Image-grounded pointing data
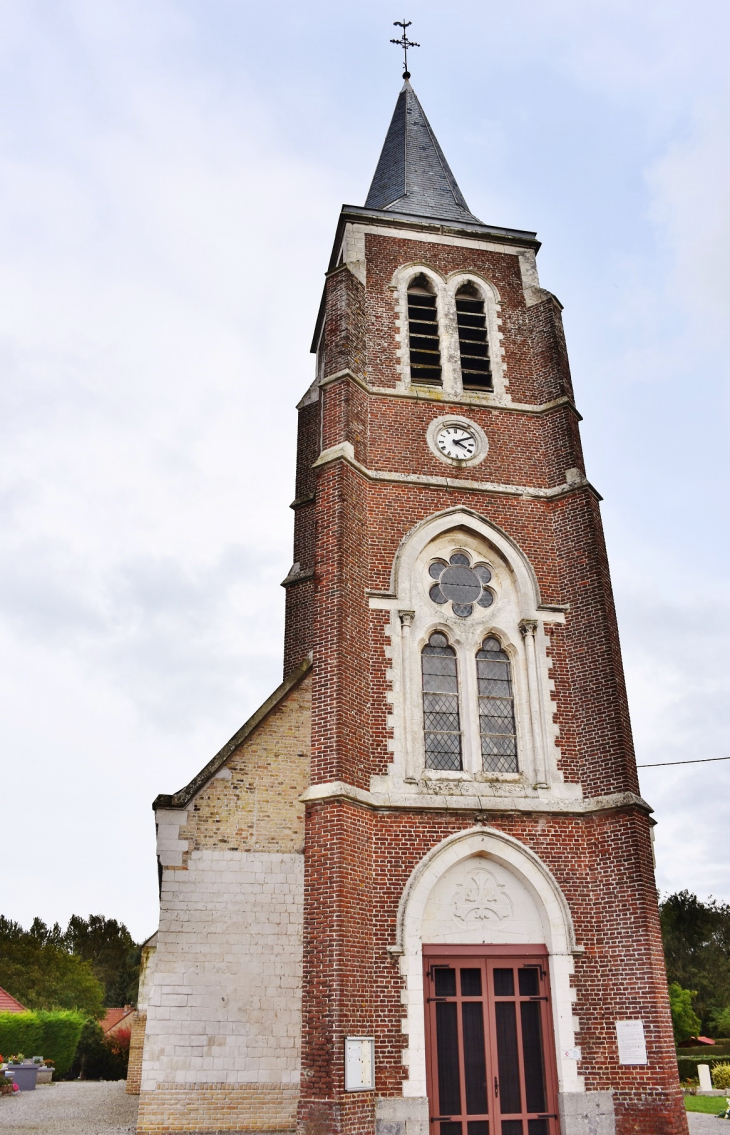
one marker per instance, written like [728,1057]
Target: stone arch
[486,843]
[427,530]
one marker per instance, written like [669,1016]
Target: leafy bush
[52,1034]
[99,1057]
[685,1020]
[721,1075]
[93,963]
[688,1066]
[696,938]
[39,970]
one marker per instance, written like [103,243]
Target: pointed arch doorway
[491,1058]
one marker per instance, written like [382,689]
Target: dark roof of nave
[412,175]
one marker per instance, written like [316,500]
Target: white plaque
[359,1064]
[631,1042]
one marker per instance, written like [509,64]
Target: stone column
[409,761]
[528,627]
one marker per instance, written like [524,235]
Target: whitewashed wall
[226,1000]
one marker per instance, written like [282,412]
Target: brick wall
[136,1045]
[359,859]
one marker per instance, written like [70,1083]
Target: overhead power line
[699,761]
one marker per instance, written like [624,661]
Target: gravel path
[701,1124]
[70,1108]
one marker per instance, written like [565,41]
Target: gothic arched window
[473,346]
[442,728]
[422,330]
[496,708]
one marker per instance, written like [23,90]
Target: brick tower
[475,837]
[414,894]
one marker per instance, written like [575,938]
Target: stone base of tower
[212,1108]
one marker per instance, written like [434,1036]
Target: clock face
[456,443]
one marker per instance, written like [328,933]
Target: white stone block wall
[225,1005]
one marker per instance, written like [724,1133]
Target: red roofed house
[9,1005]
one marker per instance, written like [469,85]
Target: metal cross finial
[404,42]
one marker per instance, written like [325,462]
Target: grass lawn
[711,1104]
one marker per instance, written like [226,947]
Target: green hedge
[688,1065]
[52,1035]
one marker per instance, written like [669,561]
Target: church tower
[414,893]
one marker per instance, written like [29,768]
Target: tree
[697,951]
[685,1020]
[112,953]
[36,968]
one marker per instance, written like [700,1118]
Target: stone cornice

▸ **REQUIRED WORK**
Only the records, copied exactly and without pictures, should make up the answer.

▸ **RESULT OF THE EXERCISE**
one marker per instance, written like [728,1057]
Target: stone arch
[486,843]
[427,530]
one marker per instance, written like [669,1016]
Target: leafy bush
[52,1034]
[99,1057]
[685,1020]
[721,1075]
[93,963]
[688,1066]
[696,938]
[39,970]
one marker per instance, written like [103,243]
Target: pointed arch doorway
[491,1058]
one marker per instance, written like [382,689]
Target: dark roof of nave
[412,175]
one marker per instance, written like [316,500]
Target: white plaque
[359,1064]
[631,1042]
one marker per instance, written like [509,64]
Target: stone column
[409,761]
[528,627]
one marker per instance, written like [524,235]
Target: whitewashed wall
[226,1000]
one marker per instance, written like [282,412]
Target: brick wall
[136,1045]
[359,859]
one marker per instance, written like [70,1083]
Target: overhead power line
[699,761]
one marker per instance, written like [624,661]
Target: gravel path
[701,1124]
[70,1108]
one marker per instance, written like [565,41]
Target: gothic arched window
[473,346]
[442,728]
[422,330]
[496,708]
one marker per instance, written like [23,90]
Target: brick tower
[475,837]
[414,894]
one marker per instance, written like [575,938]
Target: stone base of tower
[212,1108]
one marker per instance, written like [434,1036]
Target: clock face
[456,443]
one marker per instance, written like [328,933]
Target: white stone block wall
[225,1005]
one marker per instance, written like [724,1133]
Target: red roofed house
[9,1005]
one marker per instance, written like [469,85]
Target: metal cross finial
[404,42]
one marker per instance, written like [325,462]
Target: grass lawn
[711,1104]
one marker per instance, written like [226,947]
Target: green hedge
[688,1065]
[52,1035]
one marker per instance, written like [669,561]
Target: church tower
[414,893]
one marker per instance, written like [29,768]
Target: tree
[697,951]
[685,1020]
[112,953]
[36,968]
one marker per instance, written like [700,1118]
Target: stone cornice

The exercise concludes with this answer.